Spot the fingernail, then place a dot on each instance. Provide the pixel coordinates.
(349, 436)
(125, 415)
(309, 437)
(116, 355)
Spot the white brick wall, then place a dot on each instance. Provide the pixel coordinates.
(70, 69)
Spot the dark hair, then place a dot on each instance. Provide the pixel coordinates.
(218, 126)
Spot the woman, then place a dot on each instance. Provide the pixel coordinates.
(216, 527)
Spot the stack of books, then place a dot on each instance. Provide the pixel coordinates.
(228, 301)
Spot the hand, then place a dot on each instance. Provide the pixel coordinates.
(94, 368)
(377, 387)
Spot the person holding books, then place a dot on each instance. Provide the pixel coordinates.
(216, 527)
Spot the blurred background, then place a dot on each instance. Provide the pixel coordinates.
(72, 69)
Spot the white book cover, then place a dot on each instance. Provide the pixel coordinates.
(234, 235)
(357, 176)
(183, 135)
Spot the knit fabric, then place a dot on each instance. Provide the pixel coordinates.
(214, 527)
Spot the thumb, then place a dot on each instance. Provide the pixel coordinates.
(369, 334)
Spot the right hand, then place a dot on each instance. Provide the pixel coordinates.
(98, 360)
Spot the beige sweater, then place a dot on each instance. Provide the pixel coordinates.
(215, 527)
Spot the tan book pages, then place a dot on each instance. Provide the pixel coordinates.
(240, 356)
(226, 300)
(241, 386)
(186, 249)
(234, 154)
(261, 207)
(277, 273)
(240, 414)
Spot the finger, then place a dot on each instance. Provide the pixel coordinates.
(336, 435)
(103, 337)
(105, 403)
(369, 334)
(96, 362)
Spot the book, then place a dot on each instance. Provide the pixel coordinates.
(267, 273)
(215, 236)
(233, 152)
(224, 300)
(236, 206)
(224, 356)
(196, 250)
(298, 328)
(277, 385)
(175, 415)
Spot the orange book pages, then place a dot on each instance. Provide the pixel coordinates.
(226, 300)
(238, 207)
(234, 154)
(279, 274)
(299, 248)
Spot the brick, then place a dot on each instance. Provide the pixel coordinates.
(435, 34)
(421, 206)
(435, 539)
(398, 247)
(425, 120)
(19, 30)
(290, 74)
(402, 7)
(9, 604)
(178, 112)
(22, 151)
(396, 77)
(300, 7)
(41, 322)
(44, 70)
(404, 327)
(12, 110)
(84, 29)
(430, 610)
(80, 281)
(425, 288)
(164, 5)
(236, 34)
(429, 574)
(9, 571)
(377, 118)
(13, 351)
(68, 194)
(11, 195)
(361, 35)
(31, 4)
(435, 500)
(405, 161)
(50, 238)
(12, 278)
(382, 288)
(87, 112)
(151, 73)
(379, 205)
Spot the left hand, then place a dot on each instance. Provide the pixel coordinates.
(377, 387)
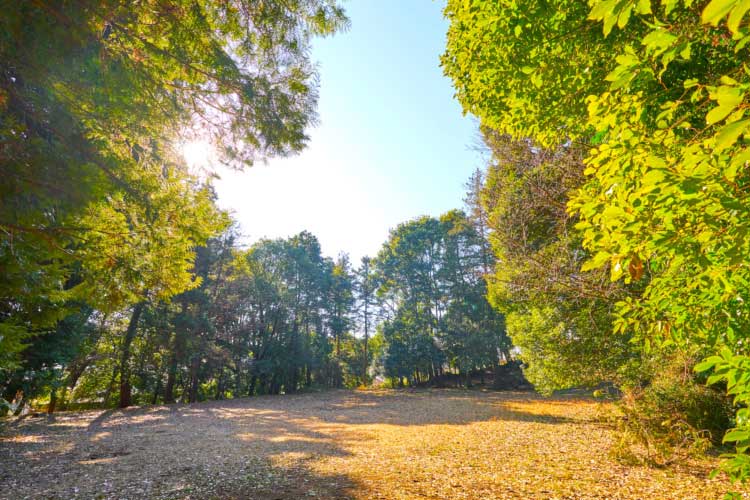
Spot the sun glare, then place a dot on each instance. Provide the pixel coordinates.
(199, 155)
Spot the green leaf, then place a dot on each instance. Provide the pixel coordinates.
(728, 99)
(729, 134)
(716, 10)
(736, 435)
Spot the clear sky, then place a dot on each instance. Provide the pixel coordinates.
(391, 144)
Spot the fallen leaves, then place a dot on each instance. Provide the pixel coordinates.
(436, 444)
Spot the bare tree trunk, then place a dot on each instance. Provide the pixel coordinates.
(52, 401)
(125, 389)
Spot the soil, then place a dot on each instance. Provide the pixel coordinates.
(424, 444)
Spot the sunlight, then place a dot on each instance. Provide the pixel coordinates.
(199, 155)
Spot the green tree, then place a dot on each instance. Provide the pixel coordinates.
(93, 99)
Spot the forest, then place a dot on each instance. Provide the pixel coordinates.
(602, 249)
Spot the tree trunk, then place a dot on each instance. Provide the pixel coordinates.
(125, 389)
(52, 401)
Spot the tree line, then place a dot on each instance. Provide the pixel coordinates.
(279, 317)
(618, 194)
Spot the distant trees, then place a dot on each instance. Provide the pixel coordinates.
(432, 282)
(656, 95)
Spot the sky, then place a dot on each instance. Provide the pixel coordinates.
(391, 143)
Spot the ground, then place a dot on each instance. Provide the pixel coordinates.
(430, 444)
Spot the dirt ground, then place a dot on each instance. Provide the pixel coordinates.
(431, 444)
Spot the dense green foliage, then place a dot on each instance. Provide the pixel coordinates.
(434, 292)
(659, 89)
(97, 206)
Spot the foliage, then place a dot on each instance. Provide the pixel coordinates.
(675, 415)
(433, 288)
(660, 88)
(97, 206)
(559, 317)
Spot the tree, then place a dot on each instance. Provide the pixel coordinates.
(432, 271)
(660, 91)
(94, 97)
(364, 288)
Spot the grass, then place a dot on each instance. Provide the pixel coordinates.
(431, 444)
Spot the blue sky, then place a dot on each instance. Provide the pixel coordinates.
(391, 144)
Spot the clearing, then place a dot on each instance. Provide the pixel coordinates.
(427, 444)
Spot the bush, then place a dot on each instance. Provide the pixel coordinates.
(672, 417)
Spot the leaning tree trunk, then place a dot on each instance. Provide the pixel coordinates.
(125, 389)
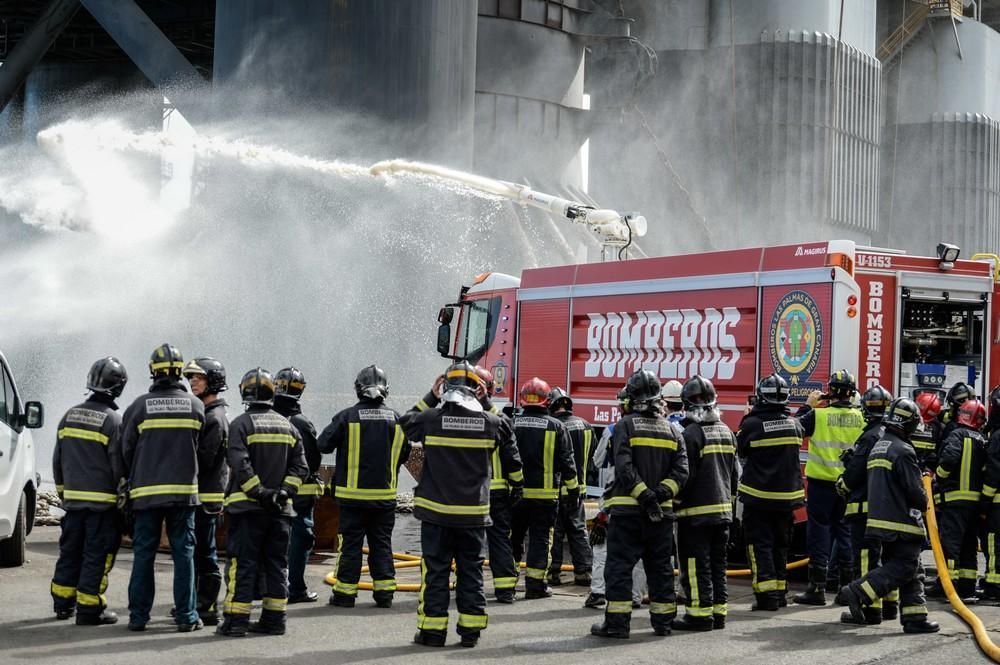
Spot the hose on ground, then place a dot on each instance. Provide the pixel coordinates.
(989, 648)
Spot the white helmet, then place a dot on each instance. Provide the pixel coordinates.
(672, 392)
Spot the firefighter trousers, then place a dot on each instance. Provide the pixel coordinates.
(632, 538)
(702, 555)
(534, 518)
(900, 569)
(441, 545)
(571, 522)
(958, 527)
(503, 566)
(257, 545)
(768, 535)
(357, 524)
(88, 545)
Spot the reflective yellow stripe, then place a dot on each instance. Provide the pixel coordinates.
(639, 441)
(159, 490)
(445, 509)
(169, 423)
(87, 434)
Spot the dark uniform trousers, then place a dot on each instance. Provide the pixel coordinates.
(257, 545)
(702, 555)
(900, 569)
(503, 565)
(768, 535)
(87, 547)
(358, 522)
(958, 528)
(571, 523)
(467, 547)
(633, 538)
(534, 518)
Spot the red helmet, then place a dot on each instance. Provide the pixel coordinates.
(930, 406)
(535, 392)
(972, 414)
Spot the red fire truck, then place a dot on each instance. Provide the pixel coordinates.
(906, 322)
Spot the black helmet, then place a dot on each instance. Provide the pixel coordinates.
(958, 394)
(371, 383)
(211, 369)
(107, 377)
(166, 360)
(842, 383)
(903, 415)
(698, 392)
(773, 389)
(874, 402)
(289, 382)
(257, 387)
(559, 399)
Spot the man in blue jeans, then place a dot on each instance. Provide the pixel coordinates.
(160, 437)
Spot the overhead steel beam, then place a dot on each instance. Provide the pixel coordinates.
(32, 46)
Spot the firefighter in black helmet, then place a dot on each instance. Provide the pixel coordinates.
(705, 508)
(651, 467)
(770, 489)
(207, 378)
(267, 465)
(289, 384)
(370, 447)
(896, 501)
(161, 436)
(86, 468)
(854, 486)
(451, 501)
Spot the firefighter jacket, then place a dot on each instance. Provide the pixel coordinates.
(546, 454)
(370, 446)
(856, 470)
(647, 453)
(831, 430)
(769, 442)
(707, 497)
(581, 435)
(312, 488)
(896, 497)
(213, 472)
(961, 462)
(265, 452)
(160, 439)
(86, 464)
(458, 442)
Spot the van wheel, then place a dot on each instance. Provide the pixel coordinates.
(12, 549)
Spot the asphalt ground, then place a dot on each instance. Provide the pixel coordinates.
(537, 632)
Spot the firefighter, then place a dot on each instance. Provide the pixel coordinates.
(961, 462)
(207, 378)
(506, 491)
(370, 447)
(547, 455)
(289, 384)
(451, 501)
(86, 467)
(768, 444)
(160, 442)
(896, 501)
(572, 523)
(854, 487)
(832, 424)
(267, 466)
(651, 467)
(705, 508)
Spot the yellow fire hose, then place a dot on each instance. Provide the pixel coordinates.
(991, 650)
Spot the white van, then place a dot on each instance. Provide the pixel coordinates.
(18, 478)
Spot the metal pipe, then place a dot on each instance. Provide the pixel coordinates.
(32, 46)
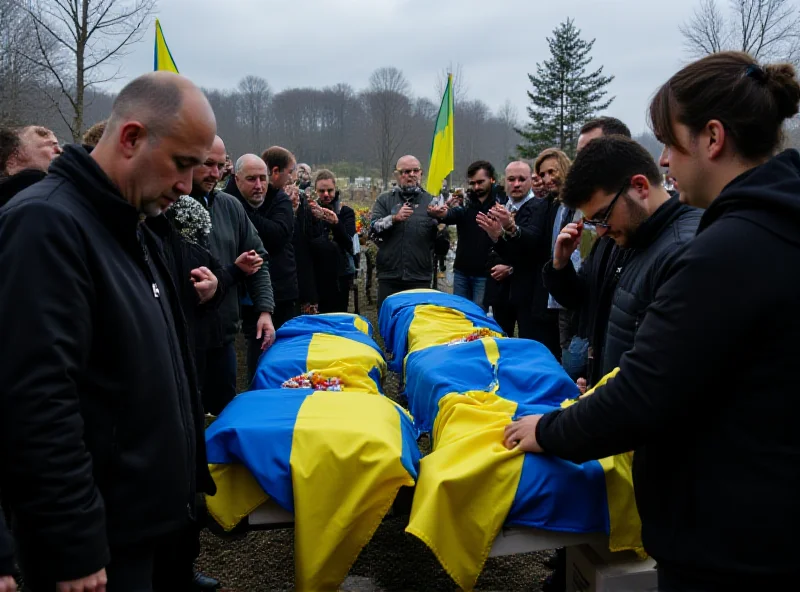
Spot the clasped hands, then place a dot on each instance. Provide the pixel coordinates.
(497, 221)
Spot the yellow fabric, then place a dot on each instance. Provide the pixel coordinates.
(333, 356)
(163, 57)
(468, 472)
(437, 325)
(623, 515)
(238, 494)
(346, 472)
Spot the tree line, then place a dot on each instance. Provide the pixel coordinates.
(56, 58)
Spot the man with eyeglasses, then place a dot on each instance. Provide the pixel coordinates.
(405, 233)
(617, 186)
(258, 184)
(232, 234)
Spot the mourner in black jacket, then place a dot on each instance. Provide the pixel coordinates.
(704, 397)
(98, 401)
(333, 247)
(625, 279)
(525, 245)
(474, 245)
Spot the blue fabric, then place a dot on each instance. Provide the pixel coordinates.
(526, 373)
(397, 314)
(335, 324)
(471, 287)
(256, 430)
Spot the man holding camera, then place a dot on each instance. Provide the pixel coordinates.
(404, 232)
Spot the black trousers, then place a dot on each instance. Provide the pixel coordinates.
(284, 311)
(388, 287)
(670, 580)
(338, 299)
(216, 375)
(132, 569)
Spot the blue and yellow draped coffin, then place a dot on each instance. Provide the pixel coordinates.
(336, 460)
(335, 345)
(465, 393)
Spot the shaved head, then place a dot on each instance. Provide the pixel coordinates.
(249, 160)
(161, 127)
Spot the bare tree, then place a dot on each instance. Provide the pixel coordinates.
(254, 95)
(766, 29)
(19, 79)
(460, 88)
(508, 116)
(76, 43)
(388, 105)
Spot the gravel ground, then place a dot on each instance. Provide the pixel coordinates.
(263, 561)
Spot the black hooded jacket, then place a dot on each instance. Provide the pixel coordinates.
(474, 245)
(97, 425)
(707, 397)
(619, 284)
(274, 221)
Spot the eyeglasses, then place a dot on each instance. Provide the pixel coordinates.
(602, 221)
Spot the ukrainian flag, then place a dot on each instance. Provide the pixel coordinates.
(336, 460)
(162, 57)
(333, 346)
(443, 145)
(471, 485)
(416, 319)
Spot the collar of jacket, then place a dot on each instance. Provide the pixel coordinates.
(651, 228)
(77, 167)
(513, 206)
(10, 186)
(205, 200)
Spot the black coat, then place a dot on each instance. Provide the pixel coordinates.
(474, 245)
(6, 549)
(306, 229)
(97, 432)
(527, 253)
(274, 222)
(10, 186)
(619, 284)
(333, 246)
(707, 396)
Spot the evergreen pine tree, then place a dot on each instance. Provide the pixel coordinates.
(564, 96)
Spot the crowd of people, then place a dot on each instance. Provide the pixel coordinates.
(132, 262)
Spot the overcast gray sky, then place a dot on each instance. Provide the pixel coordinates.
(323, 42)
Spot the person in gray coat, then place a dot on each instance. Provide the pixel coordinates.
(404, 232)
(232, 234)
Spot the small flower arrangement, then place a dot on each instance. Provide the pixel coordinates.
(474, 336)
(314, 381)
(191, 219)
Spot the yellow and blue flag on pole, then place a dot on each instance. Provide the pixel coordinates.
(162, 57)
(471, 485)
(335, 459)
(443, 145)
(331, 346)
(415, 319)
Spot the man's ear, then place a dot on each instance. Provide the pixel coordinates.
(131, 136)
(715, 138)
(642, 185)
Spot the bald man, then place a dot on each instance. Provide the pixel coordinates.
(405, 233)
(232, 234)
(521, 231)
(259, 183)
(98, 403)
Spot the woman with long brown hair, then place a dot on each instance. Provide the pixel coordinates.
(707, 398)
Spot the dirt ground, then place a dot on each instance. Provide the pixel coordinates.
(393, 561)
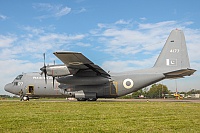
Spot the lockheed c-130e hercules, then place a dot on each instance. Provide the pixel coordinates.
(80, 78)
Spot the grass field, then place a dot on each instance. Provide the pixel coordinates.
(37, 116)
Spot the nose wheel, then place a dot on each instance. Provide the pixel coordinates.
(25, 98)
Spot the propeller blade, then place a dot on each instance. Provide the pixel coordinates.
(53, 81)
(44, 69)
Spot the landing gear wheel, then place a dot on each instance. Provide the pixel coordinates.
(92, 99)
(25, 98)
(81, 99)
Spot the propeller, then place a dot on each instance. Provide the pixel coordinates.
(54, 62)
(44, 70)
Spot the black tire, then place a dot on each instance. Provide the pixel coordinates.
(81, 99)
(92, 99)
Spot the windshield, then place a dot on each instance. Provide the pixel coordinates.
(19, 77)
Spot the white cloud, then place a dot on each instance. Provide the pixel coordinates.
(3, 17)
(51, 10)
(121, 21)
(7, 41)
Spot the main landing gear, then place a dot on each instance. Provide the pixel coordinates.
(86, 99)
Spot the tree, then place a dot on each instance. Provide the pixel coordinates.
(157, 91)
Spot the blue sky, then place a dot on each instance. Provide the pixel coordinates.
(116, 35)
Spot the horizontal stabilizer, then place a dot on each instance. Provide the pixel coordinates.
(179, 73)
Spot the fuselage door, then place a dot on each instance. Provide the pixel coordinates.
(113, 88)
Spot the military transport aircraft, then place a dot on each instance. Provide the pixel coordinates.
(82, 79)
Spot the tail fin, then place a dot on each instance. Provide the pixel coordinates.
(173, 59)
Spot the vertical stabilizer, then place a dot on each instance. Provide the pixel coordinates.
(174, 55)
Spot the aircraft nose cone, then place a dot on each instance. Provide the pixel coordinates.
(8, 88)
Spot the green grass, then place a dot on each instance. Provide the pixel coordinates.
(36, 116)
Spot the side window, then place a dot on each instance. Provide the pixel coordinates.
(16, 83)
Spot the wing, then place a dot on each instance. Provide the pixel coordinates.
(79, 62)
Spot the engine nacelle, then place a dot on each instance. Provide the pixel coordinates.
(57, 70)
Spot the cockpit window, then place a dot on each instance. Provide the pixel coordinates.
(19, 77)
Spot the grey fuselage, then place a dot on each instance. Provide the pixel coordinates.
(117, 85)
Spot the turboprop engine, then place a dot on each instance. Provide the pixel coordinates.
(57, 70)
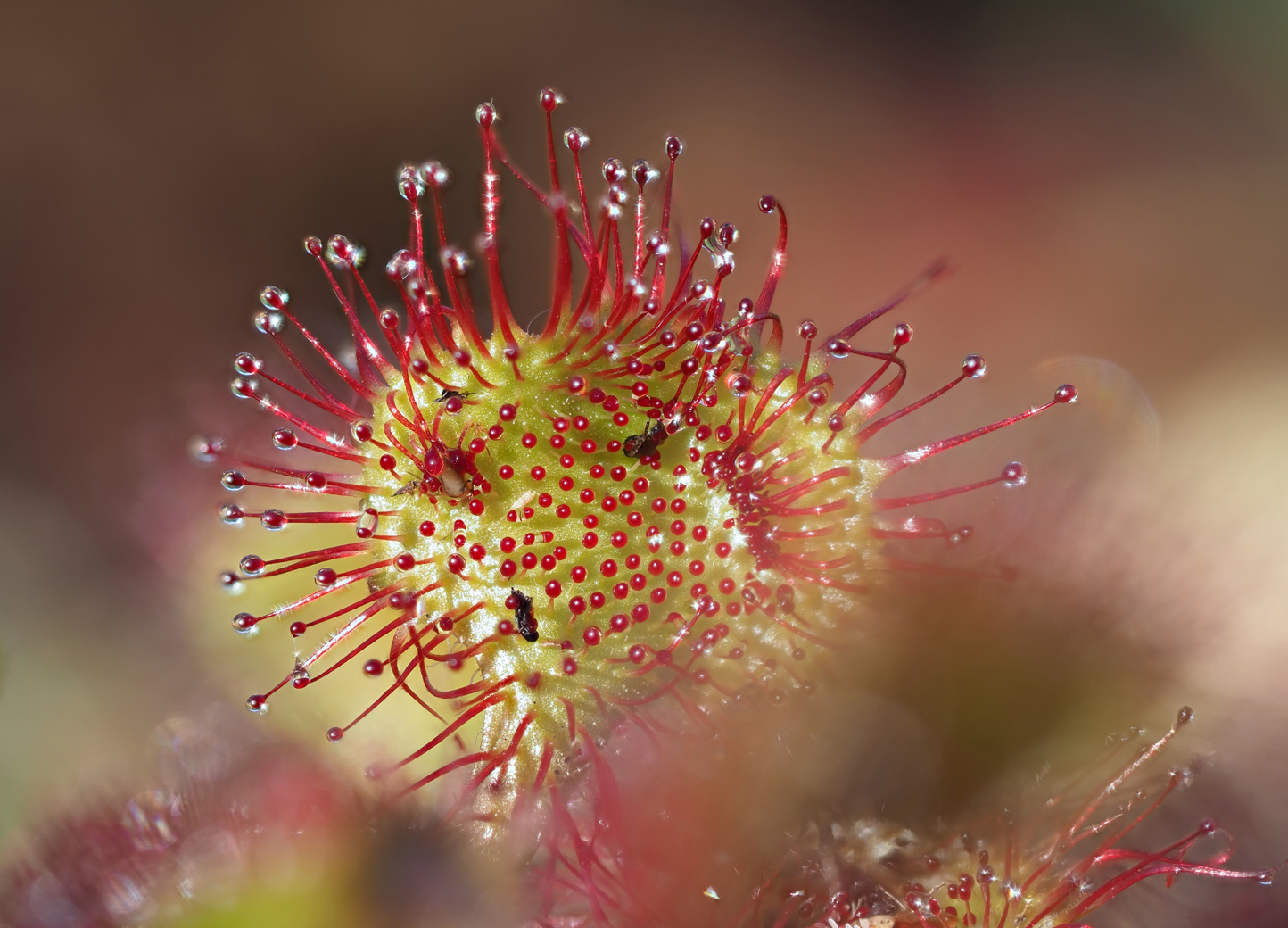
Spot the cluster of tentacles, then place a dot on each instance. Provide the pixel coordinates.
(531, 533)
(1044, 860)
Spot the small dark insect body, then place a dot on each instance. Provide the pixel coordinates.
(523, 619)
(647, 443)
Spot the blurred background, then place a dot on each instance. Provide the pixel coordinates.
(1110, 182)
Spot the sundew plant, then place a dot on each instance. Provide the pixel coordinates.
(534, 534)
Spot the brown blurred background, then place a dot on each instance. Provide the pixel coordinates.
(1110, 180)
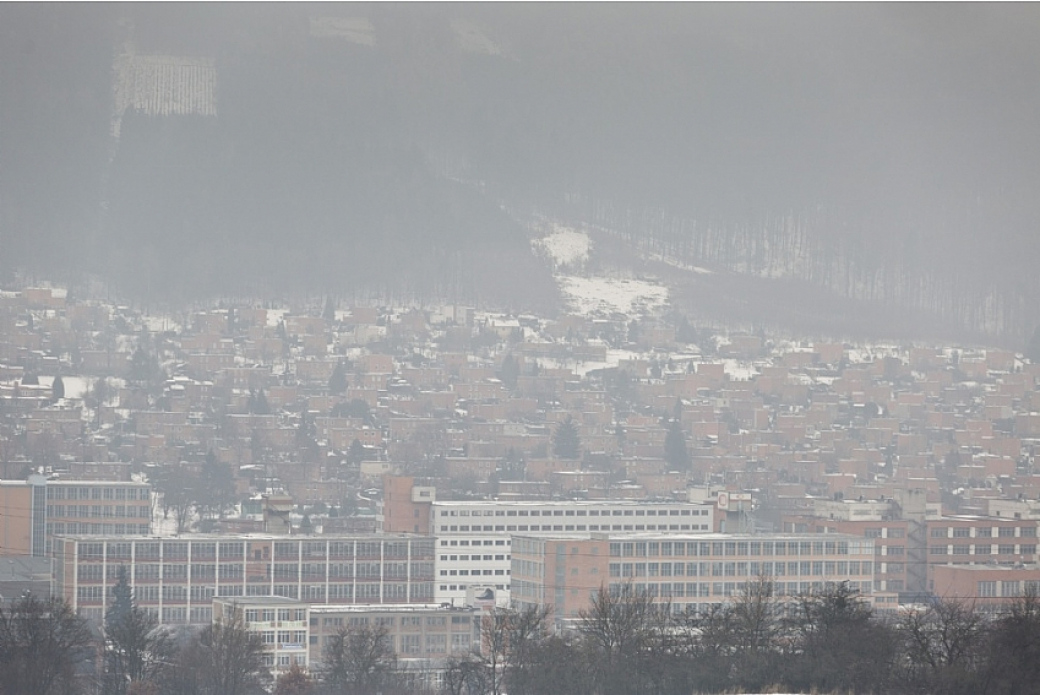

■ WHAT IS EXPECTED: Please gather every line of the rows above that contains the word "bare", treating uppercase and lowercase as different.

■ REPLY:
Spot the bare tree trunk, then place a dot on each instance. Provide the pixel coordinates.
Spot the bare tree, then place a dot on each instance. Provide the pixel coordinates.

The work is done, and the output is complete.